▶ **Set exercise**: Rewrite all of the entries below, replacing every occurrence of "photo" with "picture" and changing nothing else. Omit the pictures from your answer.

▶ **Raw data**:
▬▬▬

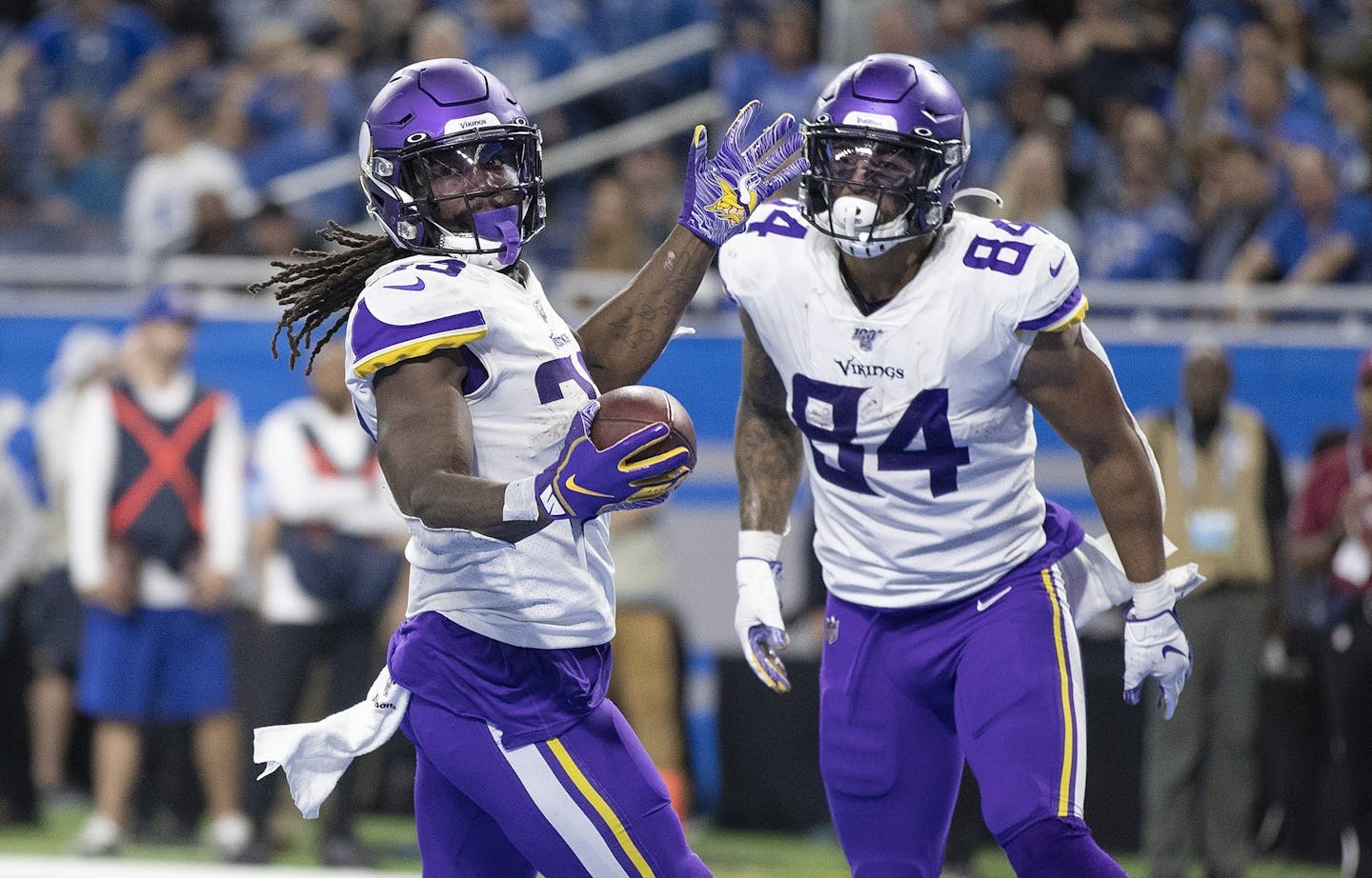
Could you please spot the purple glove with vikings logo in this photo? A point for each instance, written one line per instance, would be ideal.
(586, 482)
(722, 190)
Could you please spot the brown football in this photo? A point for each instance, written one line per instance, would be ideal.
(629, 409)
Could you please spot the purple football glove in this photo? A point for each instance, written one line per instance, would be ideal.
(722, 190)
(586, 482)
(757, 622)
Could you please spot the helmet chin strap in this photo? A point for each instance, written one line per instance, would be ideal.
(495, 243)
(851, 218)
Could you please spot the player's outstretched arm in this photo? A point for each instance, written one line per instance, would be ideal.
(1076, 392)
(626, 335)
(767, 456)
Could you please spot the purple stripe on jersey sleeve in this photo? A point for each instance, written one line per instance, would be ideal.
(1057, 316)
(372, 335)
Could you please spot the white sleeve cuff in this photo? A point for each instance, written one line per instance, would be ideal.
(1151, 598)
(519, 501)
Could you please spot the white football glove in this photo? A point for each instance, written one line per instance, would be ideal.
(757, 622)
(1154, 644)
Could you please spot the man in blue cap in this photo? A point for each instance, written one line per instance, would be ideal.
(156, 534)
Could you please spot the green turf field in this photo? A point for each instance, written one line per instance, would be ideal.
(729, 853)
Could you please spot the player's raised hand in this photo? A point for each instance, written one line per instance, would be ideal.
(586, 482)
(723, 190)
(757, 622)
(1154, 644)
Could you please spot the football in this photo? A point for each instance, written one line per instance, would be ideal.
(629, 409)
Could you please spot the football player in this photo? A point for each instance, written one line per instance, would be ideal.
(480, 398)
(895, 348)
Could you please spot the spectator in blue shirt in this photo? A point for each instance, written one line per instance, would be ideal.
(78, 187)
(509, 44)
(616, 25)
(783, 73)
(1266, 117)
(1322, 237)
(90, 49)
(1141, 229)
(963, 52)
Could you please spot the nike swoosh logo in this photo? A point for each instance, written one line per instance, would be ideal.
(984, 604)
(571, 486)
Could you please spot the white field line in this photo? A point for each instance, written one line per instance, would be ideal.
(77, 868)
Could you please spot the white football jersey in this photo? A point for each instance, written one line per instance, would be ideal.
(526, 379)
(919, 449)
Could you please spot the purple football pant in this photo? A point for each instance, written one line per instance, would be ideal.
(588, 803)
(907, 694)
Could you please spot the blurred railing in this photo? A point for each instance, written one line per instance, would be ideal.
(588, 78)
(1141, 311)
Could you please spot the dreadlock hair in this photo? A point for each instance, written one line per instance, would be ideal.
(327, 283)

▬▬▬

▶ **Answer to this problem**:
Could you please spot the purple glove with vikings logo in this picture? A point for each instance, written one line per instance, would be ideal.
(586, 482)
(722, 190)
Could you please spot the brown football in this picture? A point for each instance, written one line per instance, would be ideal.
(629, 409)
Could you please spot the purple football glove in this picture? A point for each instance, written one line per instance, would be ideal.
(722, 190)
(586, 482)
(757, 622)
Could you please spot the helmet chin strap in this picture? A point for each instance, written one line per instance, would be ideal.
(495, 243)
(851, 218)
Could you please spot the player's outstretched arm in this picture? A point for each instance, written one line per instance, would be ideal.
(1076, 392)
(626, 335)
(767, 456)
Could you please spot the purple stripe on jersey sleeve in this picture? A point for each instance, written one line per instance, would be ideal.
(1057, 316)
(372, 335)
Could you please spot the white sleeve cuff in this picture? A point for each instance, written one line per instance, would be ideal.
(1151, 598)
(519, 501)
Could you please spot the white football glove in this picture? A point for each instance, written one line per instance, would be ideal.
(757, 622)
(1154, 644)
Could you please spot the man in blue cap in this picture? A point for each instance, written one line per instance, would be ideal.
(156, 534)
Could you please spot the green turf field in this picture? A point for each instance, written one line per instance, would be ideal.
(729, 853)
Could you please spot the player's raised hand in this picture? A point for each instance, written one line per instance, would be ideal.
(586, 482)
(723, 190)
(757, 622)
(1154, 644)
Could you please spot the football in this picture? A point for each instance, written one line per instance, would be ideal.
(629, 409)
Could you please spot the football player in this picture? A point for each instance, written one line per instance, would be ideal.
(480, 398)
(895, 348)
Could you please spot the spectator in blue shirt in this picture? A point for each instance, written one line per instance, would be ideal.
(78, 187)
(509, 44)
(616, 25)
(783, 73)
(1266, 117)
(1322, 237)
(90, 49)
(1141, 229)
(963, 52)
Could you please spot the nike swoosh logo in this picture? A point for each instance, written one line per instance, would be ideal.
(984, 604)
(571, 486)
Could you please spot the white field line in this picture? A point for each instance, written one line per instance, would be ideal.
(77, 868)
Could you please spot the white football jersey in this picture? A point for each instance, written one line per instance, would be ideal.
(526, 379)
(919, 449)
Could you please spot the purple football pant in this picture? A point for each instance, written one line per instance, would be ideal.
(588, 803)
(907, 694)
Could you please spot the blurred railing in this picture? A point for each instance, written one line per instance, would be ideal.
(588, 78)
(1141, 311)
Could you please spot the dreadlock hair in this picture? A point for each instance, written one line per instance, would be ideal.
(327, 283)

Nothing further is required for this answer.